**Requests**
• a. In the development policy commentary, what does the writer say is the "thing" to get at first when tackling hunger or global warming?
• b. Decide whether each statement below agrees with the development policy commentary, answering yes or no and quoting the words of the commentary that decide it: (i) The commentary names Rio de Janeiro as the next stop after the Busan and Durban summits. (ii) Lessig's remark about "the root" refers to climate change. (iii) Lessig is described as a Harvard law professor.

Development Policy25 Dec 2011Rob Annandale

We live, it seems, in a post-consensus world. Or at any rate, meaningful agreements appear to be beyond reach in the current global context.

The Busan and Durban summits have come and gone and can now take their places among the many other conferences that have promised so much and delivered relatively little. Next stop, Rio de Janeiro.

When was the last time international negotiations produced an accord that was ambitious, legally binding and inclusive all at once? Instead, we tend to get the lowest common denominator on climate change, vague and unenforceable pledges on poverty eradication or the exclusion of key players on arms control. While it is important not to let the perfect be the enemy of the good in such complex negotiations, international non-governmental organizations (INGOs) run the risk of legitimizing a process that holds little prospect of delivering the significant changes they seek. If these groups want different outcomes over the long term, they must address the structural blockage common to all these disappointments.

In his new book, Republic, Lost, Harvard law professor Lawrence Lessig stresses the importance of getting at “the root, the thing that feeds the other ills, and the thing that we must kill first.” Although he is referring to the corrupting influence of money in American politics, that “thing” in the context of tackling hunger or global warming is surely the artificial separation of the world’s people into 193 self-interested political parcels.

**Provided data**
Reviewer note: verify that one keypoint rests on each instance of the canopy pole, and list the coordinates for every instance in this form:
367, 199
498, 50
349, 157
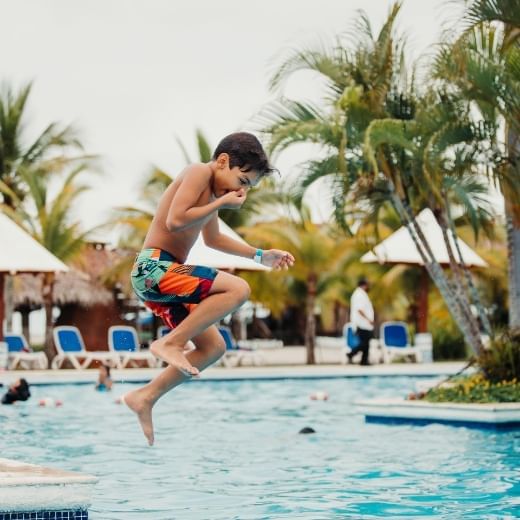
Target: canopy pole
422, 301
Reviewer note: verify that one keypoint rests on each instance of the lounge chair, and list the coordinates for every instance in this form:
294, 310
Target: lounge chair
395, 342
70, 346
19, 353
124, 342
236, 353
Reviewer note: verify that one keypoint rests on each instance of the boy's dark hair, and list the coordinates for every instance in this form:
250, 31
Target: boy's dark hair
23, 390
246, 152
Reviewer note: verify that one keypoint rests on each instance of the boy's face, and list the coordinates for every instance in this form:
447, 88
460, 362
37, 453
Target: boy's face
232, 179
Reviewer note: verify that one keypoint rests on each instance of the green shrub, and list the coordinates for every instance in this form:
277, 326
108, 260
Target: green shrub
448, 343
501, 360
475, 389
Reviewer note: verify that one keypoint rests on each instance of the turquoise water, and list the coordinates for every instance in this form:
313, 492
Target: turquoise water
231, 450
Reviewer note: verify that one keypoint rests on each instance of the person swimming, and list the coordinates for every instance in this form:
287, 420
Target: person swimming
104, 383
18, 391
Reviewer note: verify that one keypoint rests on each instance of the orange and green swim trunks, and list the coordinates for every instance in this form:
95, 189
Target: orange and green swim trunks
167, 287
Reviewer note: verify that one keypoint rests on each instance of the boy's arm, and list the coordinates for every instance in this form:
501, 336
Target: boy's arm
184, 213
214, 238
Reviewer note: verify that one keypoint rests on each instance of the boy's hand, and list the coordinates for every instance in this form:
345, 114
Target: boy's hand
233, 199
277, 259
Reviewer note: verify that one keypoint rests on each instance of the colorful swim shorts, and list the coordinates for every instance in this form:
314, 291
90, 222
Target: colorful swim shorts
167, 287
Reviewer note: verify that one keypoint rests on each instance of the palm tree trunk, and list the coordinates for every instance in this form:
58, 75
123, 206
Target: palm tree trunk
432, 266
25, 312
2, 305
459, 290
47, 290
469, 280
512, 208
310, 322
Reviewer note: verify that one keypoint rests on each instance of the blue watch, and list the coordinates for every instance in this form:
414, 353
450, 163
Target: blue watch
258, 256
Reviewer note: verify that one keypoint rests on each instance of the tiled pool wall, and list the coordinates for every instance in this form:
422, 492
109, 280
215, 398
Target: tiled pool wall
45, 515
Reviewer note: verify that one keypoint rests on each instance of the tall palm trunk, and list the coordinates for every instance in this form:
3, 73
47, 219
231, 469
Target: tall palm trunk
25, 312
310, 322
2, 305
435, 271
458, 288
512, 210
469, 280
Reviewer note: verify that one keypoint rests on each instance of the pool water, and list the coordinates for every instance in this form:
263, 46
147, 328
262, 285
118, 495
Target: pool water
229, 450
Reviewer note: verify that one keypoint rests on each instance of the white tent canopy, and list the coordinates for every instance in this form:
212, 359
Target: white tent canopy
201, 254
399, 247
19, 252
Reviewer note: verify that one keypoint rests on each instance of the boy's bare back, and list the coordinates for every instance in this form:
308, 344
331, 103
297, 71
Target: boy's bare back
193, 189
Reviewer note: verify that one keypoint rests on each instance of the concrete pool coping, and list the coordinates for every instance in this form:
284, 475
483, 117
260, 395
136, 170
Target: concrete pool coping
142, 375
495, 415
28, 487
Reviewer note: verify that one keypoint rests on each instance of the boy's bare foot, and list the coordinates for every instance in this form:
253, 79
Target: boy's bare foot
173, 356
143, 410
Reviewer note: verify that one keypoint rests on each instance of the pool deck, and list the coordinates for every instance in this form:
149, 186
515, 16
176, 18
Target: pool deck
481, 415
29, 488
142, 375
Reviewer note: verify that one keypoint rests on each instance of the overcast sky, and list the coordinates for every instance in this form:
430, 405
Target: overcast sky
133, 74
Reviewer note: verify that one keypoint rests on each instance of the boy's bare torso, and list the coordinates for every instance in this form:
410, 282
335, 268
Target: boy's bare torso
177, 243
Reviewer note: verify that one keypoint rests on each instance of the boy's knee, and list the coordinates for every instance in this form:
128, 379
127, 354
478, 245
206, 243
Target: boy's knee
220, 349
243, 292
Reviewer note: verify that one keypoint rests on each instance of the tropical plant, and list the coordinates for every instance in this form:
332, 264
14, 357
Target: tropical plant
396, 146
320, 264
483, 64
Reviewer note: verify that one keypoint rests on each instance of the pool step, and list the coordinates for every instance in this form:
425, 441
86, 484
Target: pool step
40, 492
488, 415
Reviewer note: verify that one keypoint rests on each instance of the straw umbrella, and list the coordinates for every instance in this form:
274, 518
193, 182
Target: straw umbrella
20, 253
399, 248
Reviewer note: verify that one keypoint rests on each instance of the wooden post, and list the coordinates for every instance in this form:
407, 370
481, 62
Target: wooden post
422, 301
48, 286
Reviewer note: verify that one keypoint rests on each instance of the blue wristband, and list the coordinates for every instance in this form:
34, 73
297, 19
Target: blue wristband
258, 256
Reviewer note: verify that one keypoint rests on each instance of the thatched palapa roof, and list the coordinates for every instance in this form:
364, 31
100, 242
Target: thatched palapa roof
81, 285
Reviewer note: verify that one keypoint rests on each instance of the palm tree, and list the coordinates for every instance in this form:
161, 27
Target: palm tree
321, 261
361, 83
382, 144
433, 159
484, 66
25, 173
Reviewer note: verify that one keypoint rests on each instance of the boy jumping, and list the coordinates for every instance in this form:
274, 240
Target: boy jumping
191, 299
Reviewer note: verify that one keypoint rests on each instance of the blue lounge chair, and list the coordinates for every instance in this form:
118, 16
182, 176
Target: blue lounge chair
70, 346
395, 342
124, 342
235, 352
19, 353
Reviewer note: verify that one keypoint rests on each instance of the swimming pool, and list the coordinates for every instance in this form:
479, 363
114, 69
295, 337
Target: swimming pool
232, 450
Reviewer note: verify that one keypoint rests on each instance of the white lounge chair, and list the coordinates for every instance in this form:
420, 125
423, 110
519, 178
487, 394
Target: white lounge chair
395, 341
70, 346
124, 342
19, 353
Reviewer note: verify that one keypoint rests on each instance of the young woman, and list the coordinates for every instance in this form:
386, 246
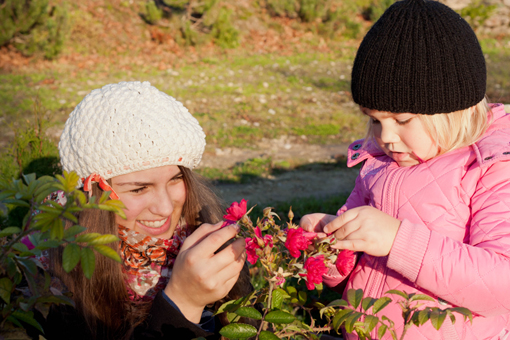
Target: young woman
141, 144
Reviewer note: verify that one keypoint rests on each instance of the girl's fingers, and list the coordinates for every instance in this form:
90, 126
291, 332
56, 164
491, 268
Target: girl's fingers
315, 222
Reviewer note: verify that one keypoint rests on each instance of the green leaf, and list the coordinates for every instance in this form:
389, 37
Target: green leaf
421, 297
279, 317
71, 257
20, 247
27, 317
88, 262
57, 230
267, 335
108, 252
339, 302
48, 244
423, 316
463, 311
340, 317
302, 297
238, 331
249, 312
87, 237
277, 299
354, 297
103, 239
6, 289
381, 331
380, 304
9, 231
74, 230
370, 322
398, 292
29, 178
367, 303
351, 320
437, 318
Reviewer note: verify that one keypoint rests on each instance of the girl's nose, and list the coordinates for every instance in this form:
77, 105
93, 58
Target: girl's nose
389, 136
162, 204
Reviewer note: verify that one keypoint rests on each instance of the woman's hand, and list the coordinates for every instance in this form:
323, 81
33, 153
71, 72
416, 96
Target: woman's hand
365, 229
199, 276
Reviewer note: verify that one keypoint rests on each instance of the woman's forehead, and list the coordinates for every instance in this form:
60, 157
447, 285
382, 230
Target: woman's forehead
148, 176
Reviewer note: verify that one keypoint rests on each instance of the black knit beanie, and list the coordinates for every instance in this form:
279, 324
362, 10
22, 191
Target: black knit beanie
419, 57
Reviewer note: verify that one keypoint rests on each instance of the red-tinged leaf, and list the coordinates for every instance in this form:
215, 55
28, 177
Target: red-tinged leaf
354, 296
6, 289
421, 297
340, 317
370, 322
279, 317
338, 303
463, 311
103, 239
380, 304
351, 320
437, 318
398, 292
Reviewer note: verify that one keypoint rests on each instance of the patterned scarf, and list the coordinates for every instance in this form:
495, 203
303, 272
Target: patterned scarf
148, 261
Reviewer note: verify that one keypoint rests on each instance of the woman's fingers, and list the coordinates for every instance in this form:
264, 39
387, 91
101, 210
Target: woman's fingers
315, 222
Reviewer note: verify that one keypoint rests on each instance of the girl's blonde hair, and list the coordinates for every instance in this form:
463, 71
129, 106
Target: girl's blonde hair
453, 130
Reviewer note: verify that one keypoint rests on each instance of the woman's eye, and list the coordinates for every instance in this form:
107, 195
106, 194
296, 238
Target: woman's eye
136, 191
403, 122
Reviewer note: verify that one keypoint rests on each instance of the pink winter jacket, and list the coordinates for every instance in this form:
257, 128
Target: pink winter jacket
454, 240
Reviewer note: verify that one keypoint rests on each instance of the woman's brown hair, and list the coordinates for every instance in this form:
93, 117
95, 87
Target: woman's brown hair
103, 300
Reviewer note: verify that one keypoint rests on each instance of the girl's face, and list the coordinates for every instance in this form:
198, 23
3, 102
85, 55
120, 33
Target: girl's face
402, 137
154, 199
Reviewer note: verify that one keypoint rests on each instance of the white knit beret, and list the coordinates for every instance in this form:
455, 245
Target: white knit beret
127, 127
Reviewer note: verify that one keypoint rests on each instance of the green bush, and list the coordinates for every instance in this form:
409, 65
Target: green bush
34, 27
477, 12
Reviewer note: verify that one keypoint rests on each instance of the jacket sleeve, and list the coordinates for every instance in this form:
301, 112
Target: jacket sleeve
475, 274
333, 278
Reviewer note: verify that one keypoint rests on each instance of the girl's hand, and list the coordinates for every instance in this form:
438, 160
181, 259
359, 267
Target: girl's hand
199, 276
365, 229
316, 223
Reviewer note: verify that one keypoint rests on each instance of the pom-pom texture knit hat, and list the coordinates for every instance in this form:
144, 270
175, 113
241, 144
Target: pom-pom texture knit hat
127, 127
419, 57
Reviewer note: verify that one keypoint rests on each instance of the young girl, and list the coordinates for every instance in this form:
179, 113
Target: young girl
141, 144
430, 211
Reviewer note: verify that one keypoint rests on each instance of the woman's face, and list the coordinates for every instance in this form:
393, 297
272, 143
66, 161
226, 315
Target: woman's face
154, 200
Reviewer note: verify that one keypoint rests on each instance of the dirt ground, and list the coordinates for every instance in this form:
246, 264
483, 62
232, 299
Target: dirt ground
316, 181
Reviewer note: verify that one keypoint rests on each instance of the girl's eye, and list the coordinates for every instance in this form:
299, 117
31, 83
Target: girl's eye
177, 178
403, 122
136, 191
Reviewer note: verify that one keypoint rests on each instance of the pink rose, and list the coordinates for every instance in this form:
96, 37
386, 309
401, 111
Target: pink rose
345, 262
315, 268
235, 212
252, 245
297, 240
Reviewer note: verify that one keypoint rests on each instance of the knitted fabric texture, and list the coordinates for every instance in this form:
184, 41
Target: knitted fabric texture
419, 57
127, 127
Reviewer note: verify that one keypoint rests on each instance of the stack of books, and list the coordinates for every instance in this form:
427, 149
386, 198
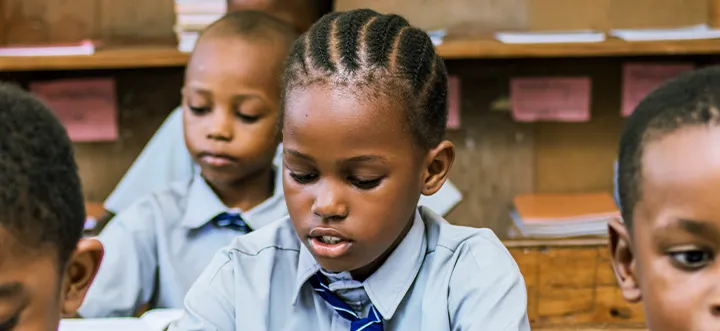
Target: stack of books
562, 215
192, 16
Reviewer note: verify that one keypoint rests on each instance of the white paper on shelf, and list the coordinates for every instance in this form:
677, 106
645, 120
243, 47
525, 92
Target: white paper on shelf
694, 32
550, 37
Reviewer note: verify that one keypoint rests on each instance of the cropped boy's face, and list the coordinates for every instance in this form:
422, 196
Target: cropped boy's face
34, 290
230, 100
670, 261
352, 176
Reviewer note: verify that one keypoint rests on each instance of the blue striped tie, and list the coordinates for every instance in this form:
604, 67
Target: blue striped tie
232, 221
371, 323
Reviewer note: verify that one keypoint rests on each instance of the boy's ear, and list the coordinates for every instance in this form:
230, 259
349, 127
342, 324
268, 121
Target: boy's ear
79, 274
623, 261
439, 161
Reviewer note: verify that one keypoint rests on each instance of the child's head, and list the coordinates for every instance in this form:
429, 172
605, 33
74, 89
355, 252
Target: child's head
669, 175
364, 113
45, 268
231, 96
299, 14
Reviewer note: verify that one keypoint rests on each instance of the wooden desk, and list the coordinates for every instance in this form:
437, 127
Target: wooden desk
571, 282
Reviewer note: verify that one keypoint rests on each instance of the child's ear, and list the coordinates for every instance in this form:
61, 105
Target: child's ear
439, 161
623, 261
79, 274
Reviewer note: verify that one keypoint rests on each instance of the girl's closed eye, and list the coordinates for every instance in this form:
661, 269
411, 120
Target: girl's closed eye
303, 178
365, 183
690, 258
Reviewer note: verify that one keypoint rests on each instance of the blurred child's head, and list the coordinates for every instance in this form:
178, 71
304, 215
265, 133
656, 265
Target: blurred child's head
669, 174
364, 114
45, 268
300, 14
231, 96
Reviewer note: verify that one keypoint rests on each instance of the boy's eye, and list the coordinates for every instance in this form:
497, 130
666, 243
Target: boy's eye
199, 110
691, 259
303, 178
9, 324
248, 118
365, 184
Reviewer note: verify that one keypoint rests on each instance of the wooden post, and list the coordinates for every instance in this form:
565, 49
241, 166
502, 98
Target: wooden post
714, 19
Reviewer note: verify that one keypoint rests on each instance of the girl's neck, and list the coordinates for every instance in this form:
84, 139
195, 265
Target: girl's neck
362, 273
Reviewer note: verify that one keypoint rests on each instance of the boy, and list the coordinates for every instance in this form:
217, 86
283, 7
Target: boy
669, 173
45, 267
167, 152
157, 247
364, 113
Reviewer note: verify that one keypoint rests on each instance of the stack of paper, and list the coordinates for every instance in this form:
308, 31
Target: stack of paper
551, 37
154, 320
192, 16
687, 33
563, 215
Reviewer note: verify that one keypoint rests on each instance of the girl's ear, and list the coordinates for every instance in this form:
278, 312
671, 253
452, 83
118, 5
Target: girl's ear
439, 160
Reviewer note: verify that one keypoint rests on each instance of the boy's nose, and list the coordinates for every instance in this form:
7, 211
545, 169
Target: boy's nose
328, 201
221, 125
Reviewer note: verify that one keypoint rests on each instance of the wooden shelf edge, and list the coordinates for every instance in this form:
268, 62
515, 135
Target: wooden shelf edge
169, 56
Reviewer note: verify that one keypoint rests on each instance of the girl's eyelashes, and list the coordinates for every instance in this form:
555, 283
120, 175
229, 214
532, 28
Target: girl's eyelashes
198, 111
9, 324
691, 258
365, 184
303, 178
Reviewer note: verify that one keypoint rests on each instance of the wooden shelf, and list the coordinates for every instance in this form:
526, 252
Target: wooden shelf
169, 56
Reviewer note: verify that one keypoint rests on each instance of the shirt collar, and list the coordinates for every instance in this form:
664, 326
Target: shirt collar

**Response list**
• a. It is the artificial separation of the world's people into 193 self-interested political parcels.

• b.
(i) Yes: "Next stop, Rio de Janeiro."
(ii) No: "he is referring to the corrupting influence of money in American politics"
(iii) Yes: "Harvard law professor Lawrence Lessig"